**Task objective**: Without pictures, retype the following entries exactly.

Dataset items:
________________
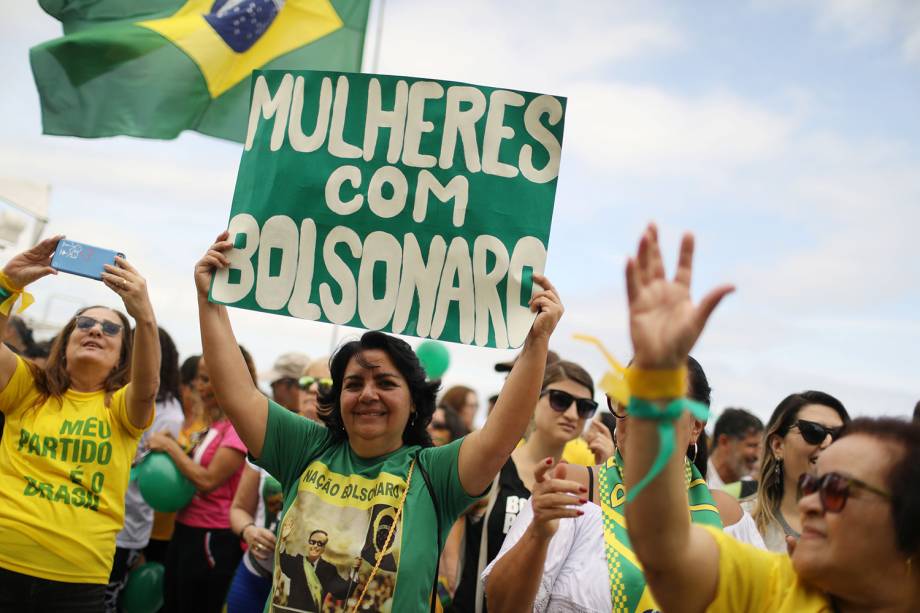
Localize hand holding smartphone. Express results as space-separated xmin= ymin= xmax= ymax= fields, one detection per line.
xmin=51 ymin=240 xmax=125 ymax=281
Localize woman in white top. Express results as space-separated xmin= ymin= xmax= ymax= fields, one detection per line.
xmin=483 ymin=357 xmax=765 ymax=612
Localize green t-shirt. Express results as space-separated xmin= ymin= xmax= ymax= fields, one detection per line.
xmin=255 ymin=400 xmax=479 ymax=613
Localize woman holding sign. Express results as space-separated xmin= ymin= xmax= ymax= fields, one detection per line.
xmin=195 ymin=230 xmax=563 ymax=612
xmin=0 ymin=236 xmax=160 ymax=611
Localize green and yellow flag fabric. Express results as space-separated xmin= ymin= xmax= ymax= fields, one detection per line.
xmin=598 ymin=452 xmax=722 ymax=613
xmin=29 ymin=0 xmax=370 ymax=142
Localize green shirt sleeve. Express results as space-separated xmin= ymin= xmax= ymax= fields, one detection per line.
xmin=418 ymin=436 xmax=482 ymax=526
xmin=253 ymin=399 xmax=334 ymax=491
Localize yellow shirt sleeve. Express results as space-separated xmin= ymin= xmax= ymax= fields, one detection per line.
xmin=0 ymin=356 xmax=41 ymax=417
xmin=562 ymin=437 xmax=595 ymax=467
xmin=703 ymin=526 xmax=833 ymax=613
xmin=108 ymin=384 xmax=152 ymax=439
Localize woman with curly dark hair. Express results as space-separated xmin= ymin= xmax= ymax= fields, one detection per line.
xmin=194 ymin=231 xmax=563 ymax=612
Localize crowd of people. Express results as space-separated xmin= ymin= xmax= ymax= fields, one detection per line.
xmin=0 ymin=227 xmax=916 ymax=613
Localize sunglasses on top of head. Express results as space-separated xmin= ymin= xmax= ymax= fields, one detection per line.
xmin=797 ymin=471 xmax=890 ymax=513
xmin=75 ymin=315 xmax=122 ymax=337
xmin=298 ymin=376 xmax=333 ymax=391
xmin=541 ymin=389 xmax=598 ymax=419
xmin=793 ymin=419 xmax=842 ymax=445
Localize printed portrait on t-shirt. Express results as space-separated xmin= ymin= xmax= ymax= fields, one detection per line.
xmin=271 ymin=460 xmax=405 ymax=613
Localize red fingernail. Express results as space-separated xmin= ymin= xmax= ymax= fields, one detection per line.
xmin=578 ymin=498 xmax=587 ymax=504
xmin=576 ymin=510 xmax=584 ymax=516
xmin=578 ymin=486 xmax=587 ymax=493
xmin=545 ymin=458 xmax=553 ymax=465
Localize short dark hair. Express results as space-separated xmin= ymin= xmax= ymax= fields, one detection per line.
xmin=308 ymin=529 xmax=329 ymax=542
xmin=319 ymin=331 xmax=439 ymax=447
xmin=713 ymin=408 xmax=764 ymax=442
xmin=542 ymin=360 xmax=595 ymax=398
xmin=180 ymin=355 xmax=200 ymax=387
xmin=841 ymin=417 xmax=920 ymax=556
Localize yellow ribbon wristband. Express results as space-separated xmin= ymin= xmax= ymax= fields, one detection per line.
xmin=0 ymin=272 xmax=35 ymax=316
xmin=625 ymin=365 xmax=687 ymax=400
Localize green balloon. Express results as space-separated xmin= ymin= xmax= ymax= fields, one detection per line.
xmin=121 ymin=562 xmax=164 ymax=613
xmin=416 ymin=340 xmax=450 ymax=380
xmin=136 ymin=452 xmax=196 ymax=513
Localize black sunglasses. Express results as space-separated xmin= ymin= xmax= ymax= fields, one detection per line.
xmin=797 ymin=472 xmax=890 ymax=513
xmin=298 ymin=376 xmax=333 ymax=391
xmin=793 ymin=419 xmax=842 ymax=445
xmin=606 ymin=394 xmax=627 ymax=419
xmin=75 ymin=315 xmax=122 ymax=337
xmin=541 ymin=389 xmax=598 ymax=419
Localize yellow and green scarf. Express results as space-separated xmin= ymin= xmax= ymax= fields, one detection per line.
xmin=598 ymin=452 xmax=722 ymax=613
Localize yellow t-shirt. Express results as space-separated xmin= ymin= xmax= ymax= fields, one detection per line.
xmin=0 ymin=357 xmax=150 ymax=584
xmin=704 ymin=526 xmax=833 ymax=612
xmin=562 ymin=437 xmax=595 ymax=466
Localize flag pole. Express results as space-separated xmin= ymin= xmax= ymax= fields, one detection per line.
xmin=370 ymin=0 xmax=386 ymax=73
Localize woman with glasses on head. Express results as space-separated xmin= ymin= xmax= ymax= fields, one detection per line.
xmin=618 ymin=223 xmax=919 ymax=612
xmin=452 ymin=360 xmax=596 ymax=613
xmin=747 ymin=391 xmax=850 ymax=552
xmin=0 ymin=237 xmax=160 ymax=611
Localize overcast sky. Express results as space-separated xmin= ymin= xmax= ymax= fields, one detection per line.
xmin=1 ymin=0 xmax=918 ymax=426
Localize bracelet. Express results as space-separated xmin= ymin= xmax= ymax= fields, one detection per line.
xmin=238 ymin=521 xmax=255 ymax=540
xmin=0 ymin=272 xmax=34 ymax=316
xmin=625 ymin=396 xmax=709 ymax=504
xmin=625 ymin=365 xmax=687 ymax=399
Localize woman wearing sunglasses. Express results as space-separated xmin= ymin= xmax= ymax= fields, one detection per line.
xmin=617 ymin=224 xmax=920 ymax=612
xmin=298 ymin=357 xmax=332 ymax=422
xmin=0 ymin=237 xmax=160 ymax=611
xmin=483 ymin=354 xmax=763 ymax=613
xmin=748 ymin=391 xmax=850 ymax=552
xmin=452 ymin=359 xmax=596 ymax=613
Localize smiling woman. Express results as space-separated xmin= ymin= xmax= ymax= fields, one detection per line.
xmin=0 ymin=236 xmax=160 ymax=612
xmin=194 ymin=230 xmax=563 ymax=612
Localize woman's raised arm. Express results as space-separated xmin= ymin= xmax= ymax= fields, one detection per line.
xmin=622 ymin=224 xmax=734 ymax=613
xmin=104 ymin=257 xmax=160 ymax=430
xmin=194 ymin=232 xmax=268 ymax=455
xmin=457 ymin=274 xmax=563 ymax=496
xmin=0 ymin=236 xmax=62 ymax=388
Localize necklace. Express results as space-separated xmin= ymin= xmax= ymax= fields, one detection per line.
xmin=349 ymin=459 xmax=415 ymax=613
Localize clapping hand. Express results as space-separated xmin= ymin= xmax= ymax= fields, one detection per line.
xmin=529 ymin=459 xmax=587 ymax=540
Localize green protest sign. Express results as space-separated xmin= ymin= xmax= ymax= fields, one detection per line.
xmin=211 ymin=70 xmax=566 ymax=349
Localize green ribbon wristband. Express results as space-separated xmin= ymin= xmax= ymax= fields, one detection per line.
xmin=0 ymin=286 xmax=11 ymax=302
xmin=625 ymin=396 xmax=710 ymax=503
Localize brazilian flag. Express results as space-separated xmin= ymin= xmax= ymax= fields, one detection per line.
xmin=29 ymin=0 xmax=370 ymax=142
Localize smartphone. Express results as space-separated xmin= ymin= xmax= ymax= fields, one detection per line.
xmin=50 ymin=240 xmax=124 ymax=281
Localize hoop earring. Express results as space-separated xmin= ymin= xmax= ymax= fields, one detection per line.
xmin=687 ymin=443 xmax=698 ymax=463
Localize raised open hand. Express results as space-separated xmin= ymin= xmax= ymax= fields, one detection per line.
xmin=1 ymin=235 xmax=62 ymax=289
xmin=625 ymin=224 xmax=733 ymax=370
________________
**Written answer**:
Localize hand holding smartphone. Express results as space-separated xmin= ymin= xmax= ymax= fields, one detection per line.
xmin=51 ymin=240 xmax=125 ymax=281
Localize woman in white top. Express results as space-separated xmin= ymin= xmax= ymax= fields, one detection per line.
xmin=483 ymin=357 xmax=765 ymax=612
Localize green t-shirt. Express results as space-separated xmin= ymin= xmax= ymax= fields, one detection per line.
xmin=255 ymin=400 xmax=479 ymax=613
Localize woman holding sign. Express results as space-separated xmin= ymin= xmax= ymax= fields, one detection per line.
xmin=195 ymin=230 xmax=563 ymax=612
xmin=0 ymin=236 xmax=160 ymax=611
Localize green and yellow flag fabric. Express results as space-separated xmin= ymin= xmax= ymax= fields, one detection per line.
xmin=598 ymin=452 xmax=722 ymax=613
xmin=29 ymin=0 xmax=370 ymax=142
Localize green shirt sleeve. Express results as space-separated xmin= ymin= xmax= ymax= fields, one detection per line.
xmin=418 ymin=436 xmax=482 ymax=526
xmin=253 ymin=399 xmax=334 ymax=491
Localize yellow shirt sleeve. Express results as space-separated xmin= ymin= xmax= ymax= fields, one detection per line.
xmin=0 ymin=356 xmax=41 ymax=417
xmin=562 ymin=437 xmax=595 ymax=467
xmin=703 ymin=526 xmax=833 ymax=613
xmin=108 ymin=384 xmax=152 ymax=439
Localize woman with curly dark hair. Express results as space-separated xmin= ymin= xmax= ymax= fields, one detection per line.
xmin=194 ymin=231 xmax=563 ymax=612
Localize crowd of people. Express results as space-separated xmin= ymin= xmax= ymax= fields, one detection per line.
xmin=0 ymin=227 xmax=916 ymax=613
Localize sunglasses on top of head. Express results as space-separated xmin= ymin= xmax= ymax= fields, one detection per line.
xmin=797 ymin=471 xmax=890 ymax=513
xmin=75 ymin=315 xmax=122 ymax=337
xmin=298 ymin=376 xmax=333 ymax=391
xmin=541 ymin=389 xmax=598 ymax=419
xmin=793 ymin=419 xmax=842 ymax=445
Localize printed portrait on t-shirt. Express results as space-separated xmin= ymin= xmax= ymax= fields, one detection per line.
xmin=271 ymin=460 xmax=405 ymax=613
Localize red fingernail. Express results as space-separated xmin= ymin= xmax= ymax= fields, one detection per line.
xmin=578 ymin=498 xmax=587 ymax=504
xmin=576 ymin=510 xmax=584 ymax=516
xmin=578 ymin=486 xmax=587 ymax=493
xmin=545 ymin=458 xmax=553 ymax=465
Localize short dark hair. Express results as space-separated xmin= ymin= xmax= ymax= fields, one detection per line.
xmin=308 ymin=529 xmax=329 ymax=542
xmin=319 ymin=331 xmax=439 ymax=447
xmin=713 ymin=408 xmax=764 ymax=442
xmin=542 ymin=360 xmax=595 ymax=398
xmin=180 ymin=355 xmax=200 ymax=387
xmin=841 ymin=417 xmax=920 ymax=556
Localize yellow ribbon wristband. Express results as space-separated xmin= ymin= xmax= ymax= fields, one detection per line.
xmin=0 ymin=272 xmax=35 ymax=316
xmin=625 ymin=365 xmax=687 ymax=400
Localize green balloon. Express results as space-separated xmin= ymin= xmax= ymax= fields, one detection per line.
xmin=121 ymin=562 xmax=164 ymax=613
xmin=416 ymin=340 xmax=450 ymax=380
xmin=136 ymin=452 xmax=196 ymax=513
Localize black sunglasses. Express results as space-separated xmin= ymin= xmax= ymax= fields, one detection per line.
xmin=797 ymin=472 xmax=890 ymax=513
xmin=298 ymin=376 xmax=333 ymax=391
xmin=793 ymin=419 xmax=842 ymax=445
xmin=606 ymin=394 xmax=627 ymax=419
xmin=75 ymin=315 xmax=122 ymax=337
xmin=541 ymin=389 xmax=598 ymax=419
Localize yellow and green scarf. Express results as space-separated xmin= ymin= xmax= ymax= fields, one detection per line.
xmin=598 ymin=452 xmax=722 ymax=613
Localize yellow t-shirt. Express results as space-separated xmin= ymin= xmax= ymax= fields, one detection per line.
xmin=0 ymin=357 xmax=150 ymax=584
xmin=704 ymin=526 xmax=833 ymax=612
xmin=562 ymin=437 xmax=595 ymax=466
Localize flag pole. Express results as space-separated xmin= ymin= xmax= ymax= fields, one detection per line.
xmin=370 ymin=0 xmax=386 ymax=73
Localize woman with glasses on head. Express results as space-separated xmin= ymin= xmax= ymax= fields, one detection per line.
xmin=618 ymin=223 xmax=919 ymax=612
xmin=452 ymin=360 xmax=596 ymax=613
xmin=747 ymin=391 xmax=850 ymax=552
xmin=0 ymin=237 xmax=160 ymax=611
Localize overcast sky. Express results as space-separated xmin= ymin= xmax= ymax= fields, one detection per line.
xmin=1 ymin=0 xmax=918 ymax=426
Localize bracelet. Express results as space-separated xmin= ymin= xmax= ymax= fields, one detection per line.
xmin=238 ymin=521 xmax=255 ymax=540
xmin=0 ymin=272 xmax=34 ymax=316
xmin=625 ymin=396 xmax=709 ymax=504
xmin=625 ymin=365 xmax=687 ymax=399
Localize woman wearing sunglasses. Express results as space-separated xmin= ymin= xmax= ymax= fields, one detection per line.
xmin=617 ymin=224 xmax=920 ymax=612
xmin=298 ymin=357 xmax=332 ymax=422
xmin=0 ymin=237 xmax=160 ymax=611
xmin=483 ymin=354 xmax=763 ymax=613
xmin=748 ymin=391 xmax=850 ymax=552
xmin=452 ymin=359 xmax=596 ymax=613
Localize smiling woman. Express results as space-separated xmin= ymin= xmax= ymax= fields, one detection per line.
xmin=0 ymin=236 xmax=160 ymax=612
xmin=194 ymin=230 xmax=563 ymax=612
Localize woman's raised arm. Express results as space-separated xmin= ymin= xmax= ymax= fields, one detection per line.
xmin=622 ymin=224 xmax=734 ymax=613
xmin=104 ymin=257 xmax=160 ymax=430
xmin=194 ymin=232 xmax=268 ymax=455
xmin=457 ymin=274 xmax=563 ymax=496
xmin=0 ymin=236 xmax=62 ymax=388
Localize necklace. Express results as space-separated xmin= ymin= xmax= ymax= fields, one detection per line.
xmin=349 ymin=459 xmax=415 ymax=613
Localize clapping hand. Express results as space-separated xmin= ymin= xmax= ymax= fields, one detection per line.
xmin=529 ymin=459 xmax=587 ymax=540
Localize green protest sign. Express results as space-separated xmin= ymin= xmax= ymax= fields, one detection per line.
xmin=211 ymin=70 xmax=566 ymax=349
Localize green ribbon wristband. Express results as space-separated xmin= ymin= xmax= ymax= fields, one detection per line.
xmin=0 ymin=286 xmax=11 ymax=302
xmin=625 ymin=396 xmax=710 ymax=503
Localize brazilian flag. Express results as space-separated xmin= ymin= xmax= ymax= fields, one detection per line.
xmin=29 ymin=0 xmax=370 ymax=142
Localize smartphone. Express results as space-separated xmin= ymin= xmax= ymax= fields, one detection per line.
xmin=50 ymin=240 xmax=124 ymax=281
Localize hoop earring. Express results as space-separated xmin= ymin= xmax= ymax= fields, one detection per line.
xmin=687 ymin=443 xmax=698 ymax=463
Localize raised open hand. Express results as space-separated xmin= ymin= xmax= ymax= fields, one detection per line.
xmin=1 ymin=235 xmax=62 ymax=289
xmin=625 ymin=224 xmax=733 ymax=370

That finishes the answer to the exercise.